YOUR OBJECTIVE: Output exactly what appears from the line containing "One keypoint belongs on each instance. Indicate the reed" to the end of the data below, and nothing more.

-- Opening Marker --

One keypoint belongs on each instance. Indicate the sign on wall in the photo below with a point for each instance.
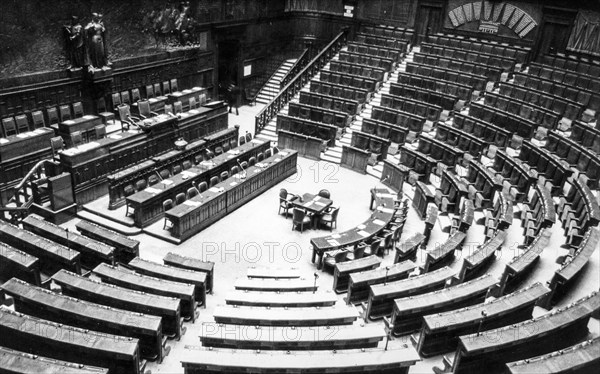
(491, 15)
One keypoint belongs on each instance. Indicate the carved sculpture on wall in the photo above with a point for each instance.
(75, 43)
(97, 52)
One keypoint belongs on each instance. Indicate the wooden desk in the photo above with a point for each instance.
(189, 263)
(52, 256)
(343, 270)
(408, 311)
(256, 316)
(378, 221)
(42, 303)
(25, 333)
(83, 288)
(92, 252)
(373, 360)
(18, 264)
(441, 331)
(381, 296)
(13, 361)
(126, 278)
(171, 273)
(358, 285)
(280, 299)
(148, 203)
(125, 247)
(215, 203)
(285, 338)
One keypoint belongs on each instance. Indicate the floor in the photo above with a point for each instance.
(255, 235)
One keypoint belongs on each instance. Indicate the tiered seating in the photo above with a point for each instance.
(478, 69)
(556, 104)
(431, 96)
(539, 213)
(440, 332)
(461, 91)
(452, 191)
(586, 135)
(521, 54)
(505, 63)
(578, 211)
(478, 82)
(582, 357)
(552, 170)
(83, 288)
(508, 120)
(486, 131)
(544, 117)
(429, 111)
(585, 160)
(444, 254)
(337, 90)
(13, 361)
(409, 311)
(39, 302)
(343, 67)
(517, 178)
(29, 334)
(490, 350)
(477, 262)
(119, 276)
(339, 104)
(382, 296)
(461, 139)
(574, 263)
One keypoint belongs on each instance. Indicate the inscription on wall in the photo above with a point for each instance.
(491, 16)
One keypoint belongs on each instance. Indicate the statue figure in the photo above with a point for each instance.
(97, 52)
(75, 43)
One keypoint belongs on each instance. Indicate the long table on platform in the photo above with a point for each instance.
(378, 221)
(147, 203)
(195, 214)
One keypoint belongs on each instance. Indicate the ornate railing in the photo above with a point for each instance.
(300, 64)
(296, 83)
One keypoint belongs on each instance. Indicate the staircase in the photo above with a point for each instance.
(272, 87)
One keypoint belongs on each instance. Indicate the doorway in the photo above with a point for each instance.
(428, 21)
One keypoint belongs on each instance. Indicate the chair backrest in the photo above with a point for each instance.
(52, 114)
(325, 193)
(38, 119)
(149, 91)
(191, 192)
(135, 95)
(141, 185)
(125, 97)
(100, 131)
(179, 198)
(9, 127)
(152, 180)
(178, 107)
(157, 90)
(144, 108)
(22, 123)
(167, 205)
(65, 112)
(76, 138)
(78, 109)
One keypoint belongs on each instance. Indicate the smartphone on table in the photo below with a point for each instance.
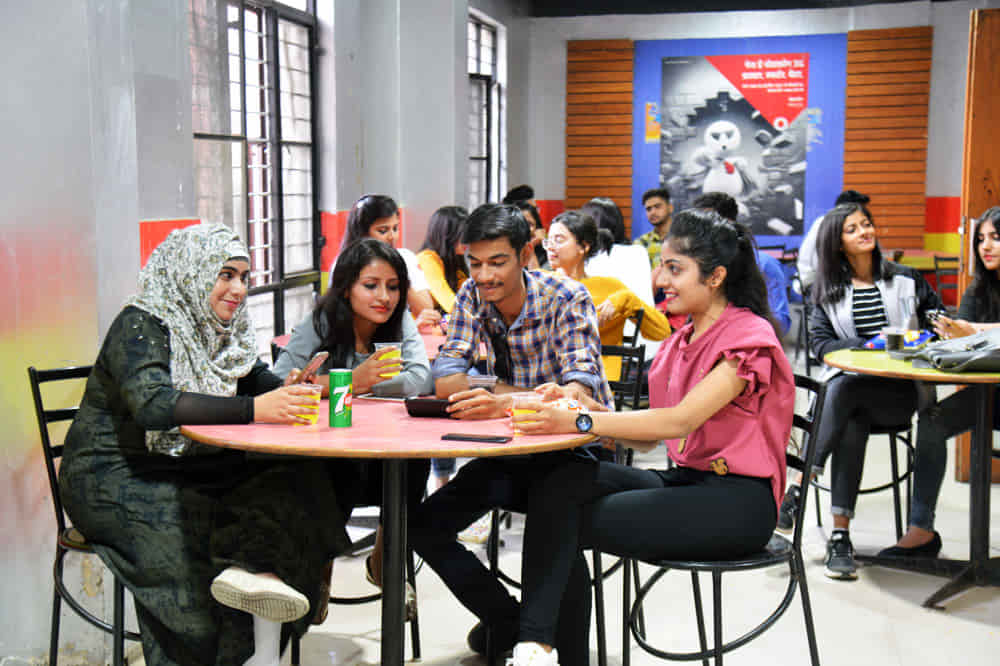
(312, 367)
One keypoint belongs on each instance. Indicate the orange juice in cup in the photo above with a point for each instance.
(518, 407)
(385, 351)
(314, 395)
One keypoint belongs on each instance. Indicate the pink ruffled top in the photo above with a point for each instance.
(749, 435)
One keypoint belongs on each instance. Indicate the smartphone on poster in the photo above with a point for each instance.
(468, 437)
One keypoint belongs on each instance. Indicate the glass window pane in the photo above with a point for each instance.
(299, 303)
(296, 183)
(477, 183)
(261, 309)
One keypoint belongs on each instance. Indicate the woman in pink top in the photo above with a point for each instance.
(721, 398)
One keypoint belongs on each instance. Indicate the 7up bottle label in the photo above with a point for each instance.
(340, 398)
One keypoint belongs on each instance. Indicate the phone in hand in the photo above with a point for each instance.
(313, 366)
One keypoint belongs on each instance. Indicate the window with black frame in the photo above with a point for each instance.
(255, 164)
(485, 112)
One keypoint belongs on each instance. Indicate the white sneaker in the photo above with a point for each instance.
(477, 532)
(263, 595)
(533, 654)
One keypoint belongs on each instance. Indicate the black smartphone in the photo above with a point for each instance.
(312, 366)
(466, 437)
(427, 406)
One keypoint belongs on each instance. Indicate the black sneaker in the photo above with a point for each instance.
(789, 507)
(840, 557)
(504, 633)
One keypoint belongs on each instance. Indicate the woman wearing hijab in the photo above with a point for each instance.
(178, 522)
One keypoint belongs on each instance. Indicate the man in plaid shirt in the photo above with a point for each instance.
(537, 328)
(656, 202)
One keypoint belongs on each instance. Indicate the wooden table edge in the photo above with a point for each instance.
(512, 448)
(923, 374)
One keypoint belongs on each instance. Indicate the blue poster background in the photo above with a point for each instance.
(827, 84)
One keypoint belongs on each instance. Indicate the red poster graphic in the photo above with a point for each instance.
(738, 124)
(776, 84)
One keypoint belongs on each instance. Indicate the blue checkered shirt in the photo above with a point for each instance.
(554, 338)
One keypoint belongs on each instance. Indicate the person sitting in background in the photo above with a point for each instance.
(537, 328)
(377, 216)
(179, 522)
(979, 310)
(808, 261)
(442, 259)
(721, 397)
(658, 211)
(442, 256)
(530, 213)
(364, 305)
(623, 260)
(573, 238)
(519, 193)
(857, 293)
(770, 268)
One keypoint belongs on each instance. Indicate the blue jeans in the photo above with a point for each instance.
(952, 416)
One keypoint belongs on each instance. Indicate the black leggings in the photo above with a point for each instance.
(680, 513)
(853, 404)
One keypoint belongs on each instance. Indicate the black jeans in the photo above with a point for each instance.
(854, 403)
(481, 485)
(680, 513)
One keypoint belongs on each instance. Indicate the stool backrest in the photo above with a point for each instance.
(629, 386)
(46, 416)
(806, 421)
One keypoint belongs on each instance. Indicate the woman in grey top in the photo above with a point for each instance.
(365, 305)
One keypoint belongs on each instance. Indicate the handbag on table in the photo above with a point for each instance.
(979, 352)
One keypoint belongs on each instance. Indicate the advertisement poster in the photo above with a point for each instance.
(764, 125)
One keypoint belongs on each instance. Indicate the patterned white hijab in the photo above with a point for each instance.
(207, 354)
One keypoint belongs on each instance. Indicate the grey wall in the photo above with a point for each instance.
(546, 83)
(97, 99)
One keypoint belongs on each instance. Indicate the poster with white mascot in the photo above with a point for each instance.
(739, 125)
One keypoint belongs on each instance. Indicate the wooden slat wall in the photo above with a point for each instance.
(885, 128)
(599, 123)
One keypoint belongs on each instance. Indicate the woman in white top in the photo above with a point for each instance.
(623, 260)
(377, 216)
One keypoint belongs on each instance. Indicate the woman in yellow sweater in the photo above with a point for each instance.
(441, 257)
(573, 238)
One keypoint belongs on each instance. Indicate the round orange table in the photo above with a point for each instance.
(979, 569)
(382, 429)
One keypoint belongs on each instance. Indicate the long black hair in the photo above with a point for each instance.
(834, 272)
(363, 215)
(333, 311)
(585, 231)
(444, 232)
(713, 241)
(607, 215)
(986, 283)
(493, 221)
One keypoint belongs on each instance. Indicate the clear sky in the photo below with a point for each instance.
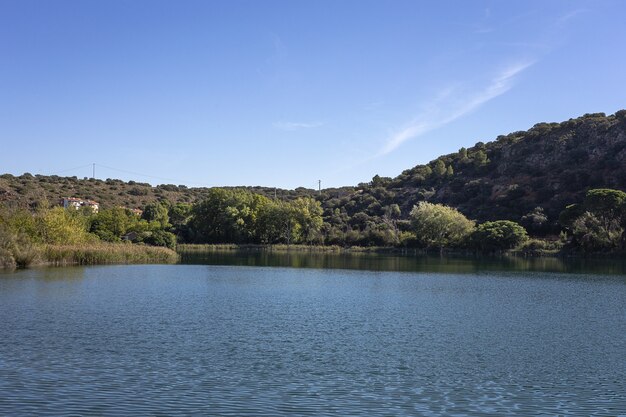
(283, 93)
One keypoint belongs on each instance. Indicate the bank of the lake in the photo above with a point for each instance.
(87, 254)
(391, 260)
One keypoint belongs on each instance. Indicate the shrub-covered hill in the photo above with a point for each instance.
(28, 190)
(549, 166)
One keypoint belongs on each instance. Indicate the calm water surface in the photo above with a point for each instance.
(239, 341)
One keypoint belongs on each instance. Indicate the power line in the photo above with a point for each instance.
(71, 169)
(147, 175)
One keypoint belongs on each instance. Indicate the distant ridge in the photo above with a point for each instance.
(548, 166)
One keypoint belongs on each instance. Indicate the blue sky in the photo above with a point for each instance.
(283, 93)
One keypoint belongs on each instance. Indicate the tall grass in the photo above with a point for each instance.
(200, 248)
(107, 253)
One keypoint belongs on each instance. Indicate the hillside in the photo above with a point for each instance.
(548, 166)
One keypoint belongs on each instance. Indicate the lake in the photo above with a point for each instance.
(458, 337)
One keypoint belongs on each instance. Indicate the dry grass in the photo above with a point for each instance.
(107, 253)
(194, 248)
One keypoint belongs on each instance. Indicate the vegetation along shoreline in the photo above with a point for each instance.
(554, 190)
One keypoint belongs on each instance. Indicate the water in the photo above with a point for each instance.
(249, 341)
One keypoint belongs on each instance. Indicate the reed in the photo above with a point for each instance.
(107, 253)
(221, 247)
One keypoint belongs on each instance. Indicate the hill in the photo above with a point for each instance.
(549, 166)
(517, 176)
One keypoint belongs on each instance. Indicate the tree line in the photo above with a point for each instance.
(240, 216)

-- Closing Marker --

PROBLEM SOLUTION:
One keypoint belongs on each instance. Indicate the reed in the photo above with a point for each instance.
(107, 253)
(221, 247)
One keypoint belongs on each instance. Indicate the hill in the photo above with a point for each instance.
(549, 166)
(517, 176)
One keypoint belongs on each instance. Indicate the tree line in the photo above with a point for each instance.
(240, 216)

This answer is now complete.